▶ **PAGE EXCERPT**:
.....
Modigliani allows Beto and his passionate supporters to speak for themselves, including Shannon Gay, a tough-as-nails Texan who proudly makes her own signs for O’Rourke and partners Amanda and Ester who lead voter drives and walk door-to-door. For Gay, reproductive rights and supporting veterans with action rather than rhetoric is vital and the film captures the passion of those willing to do the hard grass roots work. The film isn’t an examination of other aspects of organizing giant events, town halls, and visits, and perhaps it is a lesser document for it.
Met with applause and some tears amongst supporters of O’Rourke when screened at SXSW, Running with Beto is an authentic portrait even if it is one that could be garnered from other sources including his appearances on Ellen DeGeneres and Steven Colbert’s shows. Like Marshall Curry’s excellent Street Fight–the documentary about Cory Booker’s first failed campaign for mayor of Newark–Running with Beto may one day be an essential documentary but it’s not quite a political origin story. It’s a shame the cameras start rolling when they do as one might wish to see more of Beto’s beginnings, with his stamina, ideas, and a hands-on management style amongst a small staff. Like Reed Lindsay’s superb big money in campaigns documentary Charlie vs. Goliath offered up, Running with Beto could benefit being a little more curious about the larger machine.
Running with Beto premiered at SXSW.
.....
▶ **ENTRIES PROVIDED**:

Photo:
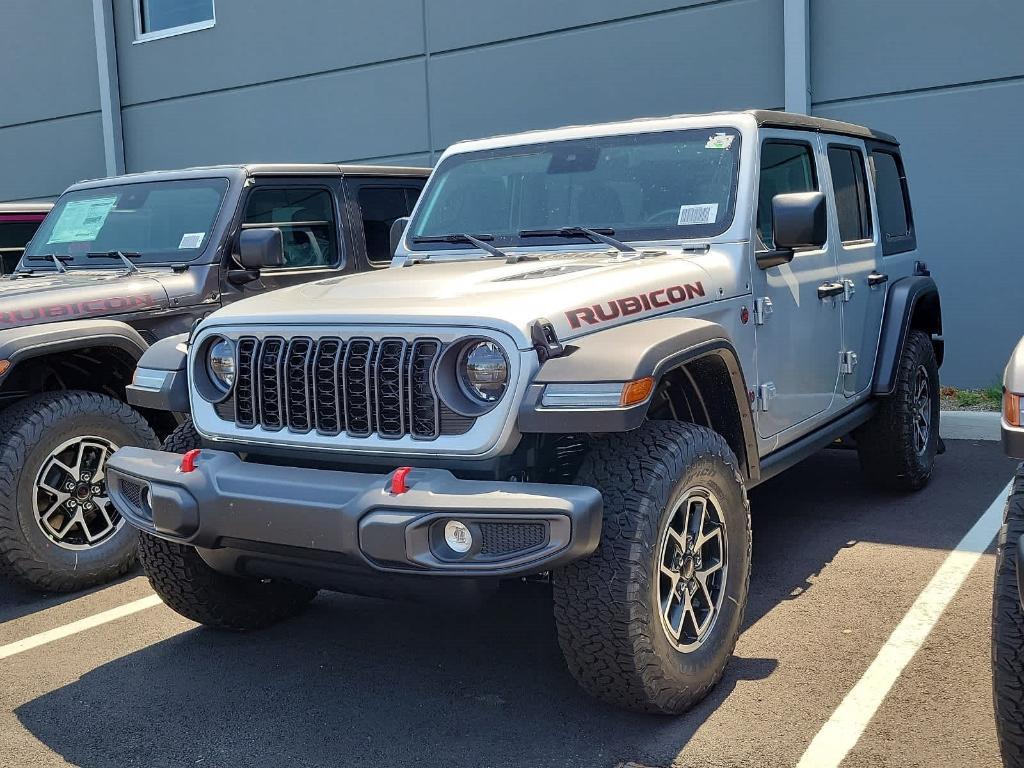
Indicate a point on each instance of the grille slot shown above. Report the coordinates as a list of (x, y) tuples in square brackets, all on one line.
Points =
[(510, 538), (356, 387)]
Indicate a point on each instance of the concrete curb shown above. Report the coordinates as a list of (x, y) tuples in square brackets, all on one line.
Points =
[(970, 425)]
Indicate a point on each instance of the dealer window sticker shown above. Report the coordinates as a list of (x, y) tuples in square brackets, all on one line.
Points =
[(190, 240), (720, 141), (706, 213), (81, 220)]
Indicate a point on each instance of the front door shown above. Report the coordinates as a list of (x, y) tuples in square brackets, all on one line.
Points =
[(799, 335), (859, 252)]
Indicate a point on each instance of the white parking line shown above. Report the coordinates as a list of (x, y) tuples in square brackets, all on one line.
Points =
[(847, 724), (80, 626)]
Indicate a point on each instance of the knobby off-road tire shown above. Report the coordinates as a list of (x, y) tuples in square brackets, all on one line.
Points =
[(30, 433), (890, 446), (192, 588), (607, 606), (1008, 634)]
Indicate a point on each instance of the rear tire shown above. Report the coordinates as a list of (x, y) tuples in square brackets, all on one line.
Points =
[(192, 588), (1008, 634), (44, 543), (610, 607), (897, 446)]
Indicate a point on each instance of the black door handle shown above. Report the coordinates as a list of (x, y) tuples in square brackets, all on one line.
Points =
[(827, 290)]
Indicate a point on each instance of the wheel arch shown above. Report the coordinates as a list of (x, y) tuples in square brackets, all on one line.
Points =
[(912, 304)]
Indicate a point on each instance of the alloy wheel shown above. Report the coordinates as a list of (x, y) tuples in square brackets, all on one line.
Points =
[(71, 502), (692, 569)]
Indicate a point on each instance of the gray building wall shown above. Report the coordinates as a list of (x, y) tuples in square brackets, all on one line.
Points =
[(399, 80)]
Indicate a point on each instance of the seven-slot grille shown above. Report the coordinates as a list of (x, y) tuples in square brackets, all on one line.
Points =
[(354, 386)]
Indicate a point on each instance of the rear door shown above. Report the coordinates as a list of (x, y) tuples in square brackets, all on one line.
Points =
[(852, 216), (374, 204), (799, 341)]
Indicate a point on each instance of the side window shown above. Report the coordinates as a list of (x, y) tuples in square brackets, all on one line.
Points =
[(785, 167), (846, 165), (380, 206), (894, 211), (305, 217)]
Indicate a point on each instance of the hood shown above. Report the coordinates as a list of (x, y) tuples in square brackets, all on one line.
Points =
[(53, 297), (579, 293)]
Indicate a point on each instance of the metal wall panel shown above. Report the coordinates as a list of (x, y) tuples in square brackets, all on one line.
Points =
[(366, 113), (255, 41), (696, 59), (40, 160), (964, 163)]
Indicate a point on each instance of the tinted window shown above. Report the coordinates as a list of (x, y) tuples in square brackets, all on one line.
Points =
[(160, 221), (305, 218), (891, 190), (846, 166), (785, 167), (645, 186), (380, 206)]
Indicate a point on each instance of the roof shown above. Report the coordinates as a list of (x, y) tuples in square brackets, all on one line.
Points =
[(772, 119), (765, 118), (26, 207), (258, 169)]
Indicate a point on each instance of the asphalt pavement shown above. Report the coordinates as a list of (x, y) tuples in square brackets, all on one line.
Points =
[(360, 682)]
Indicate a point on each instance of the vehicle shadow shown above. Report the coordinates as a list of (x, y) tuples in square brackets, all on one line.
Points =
[(360, 682)]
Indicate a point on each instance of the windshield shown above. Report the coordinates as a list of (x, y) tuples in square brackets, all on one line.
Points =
[(153, 222), (675, 184)]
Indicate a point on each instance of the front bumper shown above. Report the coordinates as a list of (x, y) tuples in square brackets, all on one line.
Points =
[(281, 515)]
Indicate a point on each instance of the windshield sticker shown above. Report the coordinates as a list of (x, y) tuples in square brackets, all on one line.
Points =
[(706, 213), (81, 220), (192, 240), (720, 141)]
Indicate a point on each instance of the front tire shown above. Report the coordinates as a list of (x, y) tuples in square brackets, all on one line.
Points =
[(649, 621), (897, 446), (58, 530), (1008, 634)]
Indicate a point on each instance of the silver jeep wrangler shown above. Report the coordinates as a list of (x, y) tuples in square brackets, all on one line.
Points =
[(590, 344)]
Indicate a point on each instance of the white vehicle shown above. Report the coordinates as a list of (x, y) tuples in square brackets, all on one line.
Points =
[(591, 342)]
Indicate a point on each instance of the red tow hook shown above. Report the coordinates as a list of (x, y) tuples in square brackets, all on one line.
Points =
[(398, 484), (188, 461)]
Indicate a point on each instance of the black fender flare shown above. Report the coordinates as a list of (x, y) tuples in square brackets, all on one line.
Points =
[(636, 350), (912, 302), (19, 344)]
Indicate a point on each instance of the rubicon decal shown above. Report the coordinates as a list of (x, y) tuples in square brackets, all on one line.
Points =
[(70, 310), (628, 305)]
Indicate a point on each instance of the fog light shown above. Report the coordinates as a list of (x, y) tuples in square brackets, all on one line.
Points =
[(457, 537)]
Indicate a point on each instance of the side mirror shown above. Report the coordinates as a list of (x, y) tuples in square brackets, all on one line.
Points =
[(261, 248), (397, 229), (799, 220)]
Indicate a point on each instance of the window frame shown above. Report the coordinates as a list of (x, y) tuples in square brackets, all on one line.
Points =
[(813, 152), (903, 243), (340, 259), (859, 152), (184, 29)]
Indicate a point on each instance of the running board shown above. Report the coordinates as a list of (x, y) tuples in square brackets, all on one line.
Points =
[(796, 452)]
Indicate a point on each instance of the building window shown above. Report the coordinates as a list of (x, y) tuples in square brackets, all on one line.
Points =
[(157, 18)]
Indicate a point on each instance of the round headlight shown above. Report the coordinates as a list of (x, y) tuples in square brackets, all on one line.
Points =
[(483, 371), (220, 364)]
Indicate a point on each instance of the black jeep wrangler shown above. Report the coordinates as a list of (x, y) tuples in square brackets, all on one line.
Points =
[(116, 265)]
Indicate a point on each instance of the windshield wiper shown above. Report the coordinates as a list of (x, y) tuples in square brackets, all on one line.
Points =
[(595, 236), (463, 238), (57, 260), (125, 257)]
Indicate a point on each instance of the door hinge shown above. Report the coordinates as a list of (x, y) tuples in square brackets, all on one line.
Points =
[(849, 289), (762, 308), (847, 361)]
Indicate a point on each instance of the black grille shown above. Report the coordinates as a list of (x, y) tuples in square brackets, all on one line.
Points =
[(354, 386), (509, 538)]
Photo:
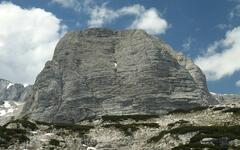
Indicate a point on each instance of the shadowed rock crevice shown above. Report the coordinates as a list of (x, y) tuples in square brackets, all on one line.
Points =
[(98, 72)]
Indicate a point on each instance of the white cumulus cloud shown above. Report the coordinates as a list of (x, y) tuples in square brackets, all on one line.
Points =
[(27, 40), (223, 57), (151, 22), (146, 19), (100, 15), (238, 83)]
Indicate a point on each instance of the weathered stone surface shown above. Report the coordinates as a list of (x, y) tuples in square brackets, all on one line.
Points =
[(10, 91), (99, 71), (227, 99)]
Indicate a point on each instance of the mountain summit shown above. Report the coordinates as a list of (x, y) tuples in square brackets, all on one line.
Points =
[(98, 72)]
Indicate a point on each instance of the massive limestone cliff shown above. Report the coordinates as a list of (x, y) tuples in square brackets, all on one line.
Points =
[(15, 92), (98, 72)]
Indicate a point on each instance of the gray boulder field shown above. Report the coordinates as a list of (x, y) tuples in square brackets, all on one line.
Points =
[(98, 72)]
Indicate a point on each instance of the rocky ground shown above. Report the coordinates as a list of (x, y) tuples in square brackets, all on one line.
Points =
[(215, 127)]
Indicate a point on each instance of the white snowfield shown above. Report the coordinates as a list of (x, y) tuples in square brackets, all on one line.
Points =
[(9, 85), (9, 109)]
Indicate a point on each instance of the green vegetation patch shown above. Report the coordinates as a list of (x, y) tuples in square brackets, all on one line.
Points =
[(128, 129), (218, 108), (54, 142), (235, 111), (81, 129), (197, 146), (180, 122), (185, 111), (25, 123), (126, 117), (11, 136), (216, 132)]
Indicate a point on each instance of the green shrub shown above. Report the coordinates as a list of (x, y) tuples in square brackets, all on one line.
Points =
[(233, 110), (11, 136), (128, 129), (232, 132), (180, 122), (54, 142), (185, 111), (126, 117), (218, 108)]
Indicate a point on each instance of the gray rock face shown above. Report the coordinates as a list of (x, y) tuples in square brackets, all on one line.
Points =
[(227, 99), (99, 72), (10, 91)]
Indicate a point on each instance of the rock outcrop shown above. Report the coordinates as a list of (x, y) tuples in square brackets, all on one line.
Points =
[(227, 99), (15, 92), (99, 72)]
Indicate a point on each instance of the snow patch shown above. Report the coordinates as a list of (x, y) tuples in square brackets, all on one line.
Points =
[(91, 148), (25, 84), (9, 85), (6, 104), (2, 112)]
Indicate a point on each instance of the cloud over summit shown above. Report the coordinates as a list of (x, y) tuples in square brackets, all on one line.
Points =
[(27, 40)]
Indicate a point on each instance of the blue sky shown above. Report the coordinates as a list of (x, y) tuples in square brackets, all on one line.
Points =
[(208, 31)]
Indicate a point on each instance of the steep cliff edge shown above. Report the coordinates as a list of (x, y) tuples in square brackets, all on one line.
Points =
[(11, 91), (99, 72)]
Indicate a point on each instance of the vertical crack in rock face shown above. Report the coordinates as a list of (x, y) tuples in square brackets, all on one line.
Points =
.....
▶ **INSTRUCTION**:
Name every documentary film that the review above mentions by title.

▶ **EXERCISE SOLUTION**:
- Running with Beto
- Street Fight
- Charlie vs. Goliath